» **Dataset rows**:
____________
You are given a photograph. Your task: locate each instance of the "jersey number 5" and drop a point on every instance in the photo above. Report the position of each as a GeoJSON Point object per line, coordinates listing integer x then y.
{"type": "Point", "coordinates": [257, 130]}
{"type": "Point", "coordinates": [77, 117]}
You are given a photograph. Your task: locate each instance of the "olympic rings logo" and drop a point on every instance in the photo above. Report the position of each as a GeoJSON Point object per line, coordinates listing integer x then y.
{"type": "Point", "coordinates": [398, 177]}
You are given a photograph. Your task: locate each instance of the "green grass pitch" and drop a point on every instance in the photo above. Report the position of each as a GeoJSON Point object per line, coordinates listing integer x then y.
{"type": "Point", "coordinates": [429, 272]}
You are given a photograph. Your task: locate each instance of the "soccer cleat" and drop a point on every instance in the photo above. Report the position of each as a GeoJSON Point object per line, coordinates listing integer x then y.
____________
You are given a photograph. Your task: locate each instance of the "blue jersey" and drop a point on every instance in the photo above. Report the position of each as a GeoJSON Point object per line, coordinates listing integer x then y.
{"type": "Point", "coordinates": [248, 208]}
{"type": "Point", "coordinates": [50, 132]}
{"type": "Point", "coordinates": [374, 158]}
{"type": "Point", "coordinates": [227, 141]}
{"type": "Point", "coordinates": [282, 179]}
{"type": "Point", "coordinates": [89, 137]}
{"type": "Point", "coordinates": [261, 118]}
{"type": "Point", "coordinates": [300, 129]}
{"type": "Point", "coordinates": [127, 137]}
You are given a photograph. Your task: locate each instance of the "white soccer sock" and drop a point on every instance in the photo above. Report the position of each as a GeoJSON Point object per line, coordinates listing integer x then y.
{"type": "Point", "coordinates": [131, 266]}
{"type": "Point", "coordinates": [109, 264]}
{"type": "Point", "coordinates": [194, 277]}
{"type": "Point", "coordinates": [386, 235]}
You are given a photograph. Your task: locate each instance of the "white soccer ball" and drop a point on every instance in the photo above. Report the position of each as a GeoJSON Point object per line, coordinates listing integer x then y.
____________
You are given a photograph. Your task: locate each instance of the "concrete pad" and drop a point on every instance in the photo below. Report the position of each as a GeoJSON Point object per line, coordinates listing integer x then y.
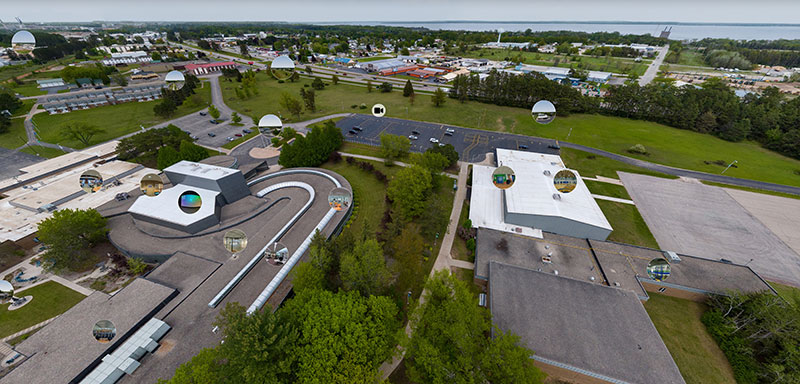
____________
» **Task goal**: Copy out every line of the listing above that contains the word "number", treating uppercase and lowercase as different.

» **Output of the task**:
You are given a photograph. Your task: locate each instance of the "jersey number 5" and drop a point on every instance in the photo above. Report the position of each as a GeoJSON Point object per line, coordinates listing integer x then y.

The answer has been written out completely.